I’m going to provide you with the text of two spaced repetition flashcards, which we’ll call A and B. Please provide a Likert rating for the following statement: “Practice of Flashcard A and Flashcard B will promote retrieval of the same knowledge.”
Flashcard A:
Q. Explain the relationship between the role of Newton's second law and the Schrödinger equation.
A. Just as Newton's law lets us solve x(t) given initial conditions, the S.E. lets us solve for the wave function. Both are used to tell us essential properties of the particle's behavior (but we don't understand this well yet).
Flashcard B:
Q. How does the Schrödinger equation's role in quantum mechanics compare to Newton's second law's role in classical mechanics?
A. Both are logically analogous, as they determine the future state of a system given initial conditions.
---
Likert rating: 5 - Strongly agree. Both Flashcard A and Flashcard B focus on the comparison between the Schrödinger equation and Newton's second law, highlighting their roles in determining the future state of a system given initial conditions. Practicing these flashcards will promote retrieval of the same knowledge, as they address the same core concept.
This will need some refinement to e.g. test whether the two prompts expect the same answer. These two flashcards will probably result in the same retrieval, but the answer of the first one is off target relative to the second, so it won’t do the same job in practice of reinforcing that answer.

Directives
- A) For each statement, answer yes or no according to the flashcard text, and quote the exact words that decide it. (i) The rating given is 5, "Strongly agree." (ii) Flashcard B's answer mentions the wave function. (iii) The last paragraph calls the first flashcard's answer off target relative to the second.
- B) Transcribe the flashcard text starting at "A. Just as Newton's" and ending at "in classical mechanics?".
The lines that come next are separate material from the flashcard text.

Dataset section
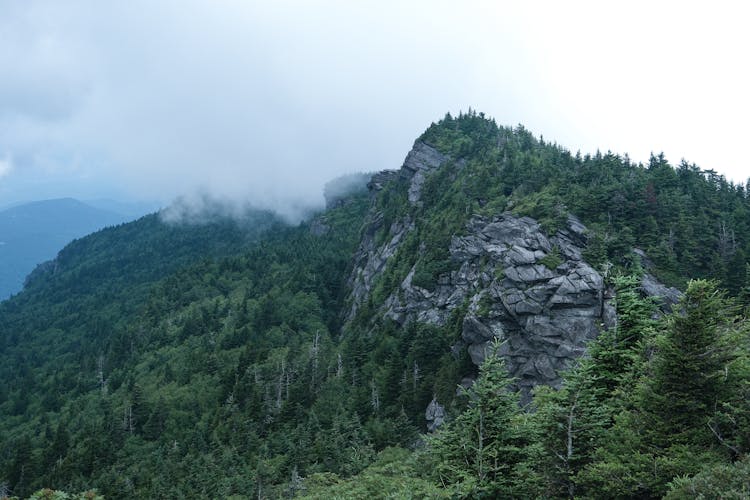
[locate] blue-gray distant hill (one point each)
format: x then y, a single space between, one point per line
34 232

Responses in order
- A)
(i) Yes: "Likert rating: 5 - Strongly agree."
(ii) No: "A. Both are logically analogous, as they determine the future state of a system given initial conditions."
(iii) Yes: "the answer of the first one is off target relative to the second"

- B)
A. Just as Newton's law lets us solve x(t) given initial conditions, the S.E. lets us solve for the wave function. Both are used to tell us essential properties of the particle's behavior (but we don't understand this well yet).
Flashcard B:
Q. How does the Schrödinger equation's role in quantum mechanics compare to Newton's second law's role in classical mechanics?